_Task requirements_.
The records are to be copied in their entirety, exactly as given.

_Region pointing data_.
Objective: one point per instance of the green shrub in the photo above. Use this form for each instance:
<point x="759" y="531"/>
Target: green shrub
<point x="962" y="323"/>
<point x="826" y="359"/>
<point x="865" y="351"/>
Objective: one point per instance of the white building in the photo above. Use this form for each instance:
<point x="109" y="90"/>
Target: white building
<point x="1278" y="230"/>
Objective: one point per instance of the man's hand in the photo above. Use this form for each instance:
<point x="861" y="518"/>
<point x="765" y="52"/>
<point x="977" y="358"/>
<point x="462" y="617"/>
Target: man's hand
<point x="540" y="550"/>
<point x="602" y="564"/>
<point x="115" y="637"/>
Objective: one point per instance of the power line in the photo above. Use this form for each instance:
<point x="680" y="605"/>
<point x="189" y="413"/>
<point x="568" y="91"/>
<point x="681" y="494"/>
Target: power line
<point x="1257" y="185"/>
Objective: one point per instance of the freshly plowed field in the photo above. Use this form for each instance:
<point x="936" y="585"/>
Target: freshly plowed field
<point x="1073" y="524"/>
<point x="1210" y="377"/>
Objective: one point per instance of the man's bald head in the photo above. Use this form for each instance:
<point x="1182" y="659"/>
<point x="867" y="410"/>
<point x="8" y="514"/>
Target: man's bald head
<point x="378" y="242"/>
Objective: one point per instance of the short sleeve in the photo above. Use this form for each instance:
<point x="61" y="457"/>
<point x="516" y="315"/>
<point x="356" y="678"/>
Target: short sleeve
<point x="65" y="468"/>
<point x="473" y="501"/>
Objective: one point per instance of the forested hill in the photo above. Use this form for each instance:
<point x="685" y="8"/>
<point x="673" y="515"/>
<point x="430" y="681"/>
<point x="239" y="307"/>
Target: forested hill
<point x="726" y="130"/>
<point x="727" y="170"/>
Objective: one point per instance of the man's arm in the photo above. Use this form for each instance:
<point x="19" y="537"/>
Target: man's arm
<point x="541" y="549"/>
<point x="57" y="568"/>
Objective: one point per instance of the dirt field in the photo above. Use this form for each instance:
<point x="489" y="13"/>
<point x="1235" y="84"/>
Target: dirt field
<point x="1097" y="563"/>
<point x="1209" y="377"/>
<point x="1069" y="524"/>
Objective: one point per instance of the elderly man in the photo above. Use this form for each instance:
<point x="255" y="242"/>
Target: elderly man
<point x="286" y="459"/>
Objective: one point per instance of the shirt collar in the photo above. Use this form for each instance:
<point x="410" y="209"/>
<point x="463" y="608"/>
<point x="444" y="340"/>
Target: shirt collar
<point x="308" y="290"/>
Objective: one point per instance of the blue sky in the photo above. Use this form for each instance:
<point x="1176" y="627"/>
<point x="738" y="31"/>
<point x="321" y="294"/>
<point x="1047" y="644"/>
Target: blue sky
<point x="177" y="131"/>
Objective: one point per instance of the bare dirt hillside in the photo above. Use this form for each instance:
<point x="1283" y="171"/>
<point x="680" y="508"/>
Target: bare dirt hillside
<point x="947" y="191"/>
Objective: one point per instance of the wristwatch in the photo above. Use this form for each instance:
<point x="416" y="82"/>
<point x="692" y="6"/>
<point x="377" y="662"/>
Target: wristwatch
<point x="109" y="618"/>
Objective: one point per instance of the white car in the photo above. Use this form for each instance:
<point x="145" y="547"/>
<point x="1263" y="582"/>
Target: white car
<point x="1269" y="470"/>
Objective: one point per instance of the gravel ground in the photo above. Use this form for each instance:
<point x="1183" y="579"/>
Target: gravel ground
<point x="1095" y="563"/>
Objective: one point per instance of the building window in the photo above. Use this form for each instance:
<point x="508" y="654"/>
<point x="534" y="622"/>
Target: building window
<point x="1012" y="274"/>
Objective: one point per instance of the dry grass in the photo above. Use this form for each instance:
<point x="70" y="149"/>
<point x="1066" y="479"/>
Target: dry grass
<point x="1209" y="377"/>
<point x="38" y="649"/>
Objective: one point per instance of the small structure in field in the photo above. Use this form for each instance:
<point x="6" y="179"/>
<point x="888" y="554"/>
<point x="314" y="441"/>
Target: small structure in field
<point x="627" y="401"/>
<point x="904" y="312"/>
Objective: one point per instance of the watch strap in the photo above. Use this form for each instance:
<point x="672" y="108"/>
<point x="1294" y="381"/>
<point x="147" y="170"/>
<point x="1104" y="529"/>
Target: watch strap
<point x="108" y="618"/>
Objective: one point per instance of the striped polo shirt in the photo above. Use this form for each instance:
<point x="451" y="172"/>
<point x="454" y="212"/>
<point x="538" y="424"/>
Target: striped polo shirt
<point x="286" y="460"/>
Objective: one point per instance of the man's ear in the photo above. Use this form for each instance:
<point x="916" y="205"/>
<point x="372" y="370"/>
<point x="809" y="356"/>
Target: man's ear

_Exercise output_.
Objective: one point per instance of the green shrub in the photo above. Use this form for each instance:
<point x="759" y="531"/>
Target: green shrub
<point x="962" y="323"/>
<point x="826" y="359"/>
<point x="865" y="351"/>
Objective: one point per instance of the white building in the photo above. Use this form for each instance:
<point x="109" y="90"/>
Target: white building
<point x="1278" y="230"/>
Objective: one point per instance of the man's hand in the photo above. Use this form for each instance:
<point x="861" y="518"/>
<point x="765" y="52"/>
<point x="977" y="358"/>
<point x="462" y="617"/>
Target: man's hand
<point x="540" y="550"/>
<point x="602" y="564"/>
<point x="115" y="637"/>
Objective: one point per instance of the power line in the photo above. Use this form for each instance:
<point x="680" y="605"/>
<point x="189" y="413"/>
<point x="568" y="91"/>
<point x="681" y="494"/>
Target: power line
<point x="1257" y="185"/>
Objective: one point per instance of the freshly plowed field in the photo above. Use this form for each instance:
<point x="936" y="585"/>
Target: freshly plowed field
<point x="1073" y="524"/>
<point x="1210" y="377"/>
Objective: one point per instance of the man's bald head in the photo above. Use this form for each instance:
<point x="1182" y="659"/>
<point x="867" y="410"/>
<point x="8" y="514"/>
Target: man's bald head
<point x="378" y="242"/>
Objective: one point per instance of the short sleeve in the photo above. Use this form for each instance:
<point x="61" y="457"/>
<point x="516" y="315"/>
<point x="356" y="678"/>
Target: short sleeve
<point x="65" y="468"/>
<point x="473" y="501"/>
Objective: one point per instance of the forested hill in the photo above. Use this form for each instance:
<point x="685" y="8"/>
<point x="673" y="515"/>
<point x="430" y="681"/>
<point x="239" y="307"/>
Target: forested hill
<point x="726" y="130"/>
<point x="727" y="170"/>
Objective: one point per instance of the man's arm in the photo above. Use this form for each instance:
<point x="19" y="537"/>
Target: man's arm
<point x="541" y="549"/>
<point x="57" y="568"/>
Objective: one point per instance of the dirt field in the photo above. Use this form for each instance:
<point x="489" y="13"/>
<point x="1235" y="84"/>
Target: dirt field
<point x="1097" y="563"/>
<point x="1209" y="377"/>
<point x="1069" y="524"/>
Objective: one point per instance of the elderly man in the photo above. Use this form for each instance:
<point x="255" y="242"/>
Target: elderly man
<point x="286" y="459"/>
Objective: one point per instance of the shirt collar in the photo above. Use this form for each instance:
<point x="410" y="209"/>
<point x="463" y="608"/>
<point x="444" y="340"/>
Target: shirt collar
<point x="308" y="290"/>
Objective: one point per instance of the blue sky in the photo above. Use this form for each instance:
<point x="1176" y="627"/>
<point x="738" y="31"/>
<point x="321" y="294"/>
<point x="1047" y="644"/>
Target: blue sky
<point x="177" y="131"/>
Objective: one point per instance of the bare dirt hillside in the photo above. Use this form for each instance:
<point x="1283" y="171"/>
<point x="680" y="508"/>
Target: bare dirt hillside
<point x="947" y="191"/>
Objective: one point per instance of the wristwatch in the photo above. Use this form for each instance:
<point x="416" y="82"/>
<point x="692" y="6"/>
<point x="377" y="662"/>
Target: wristwatch
<point x="109" y="618"/>
Objective: one point per instance of the white car in the photo above. Use this form for each instance:
<point x="145" y="547"/>
<point x="1263" y="582"/>
Target: white car
<point x="1269" y="470"/>
Objective: one point per instance of the gravel ground in the photo above. Use this form for each instance:
<point x="1183" y="579"/>
Target: gravel ground
<point x="1095" y="563"/>
Objective: one point per instance of the building window in the photo above. Use this form for each instance:
<point x="508" y="654"/>
<point x="534" y="622"/>
Target: building window
<point x="1012" y="274"/>
Objective: one point per instance of the dry grass in the photo above. Use this form for each instance:
<point x="70" y="149"/>
<point x="1066" y="479"/>
Target: dry grass
<point x="1209" y="377"/>
<point x="38" y="649"/>
Objective: one point per instance of the small structure in field in the photo above. Use this form for each instance:
<point x="6" y="179"/>
<point x="888" y="554"/>
<point x="314" y="441"/>
Target: small structure in field
<point x="627" y="401"/>
<point x="904" y="312"/>
Objective: one point per instance of the watch strap in the photo above. Use this form for each instance:
<point x="672" y="108"/>
<point x="1294" y="381"/>
<point x="147" y="170"/>
<point x="1104" y="529"/>
Target: watch strap
<point x="108" y="618"/>
Objective: one point per instance of the striped polo shirt in the photo above. Use this form for each instance:
<point x="451" y="172"/>
<point x="454" y="212"/>
<point x="538" y="424"/>
Target: striped polo shirt
<point x="286" y="460"/>
Objective: one point per instance of the man's ear in the photo above. Use this form for each instance:
<point x="916" y="205"/>
<point x="372" y="370"/>
<point x="809" y="356"/>
Target: man's ear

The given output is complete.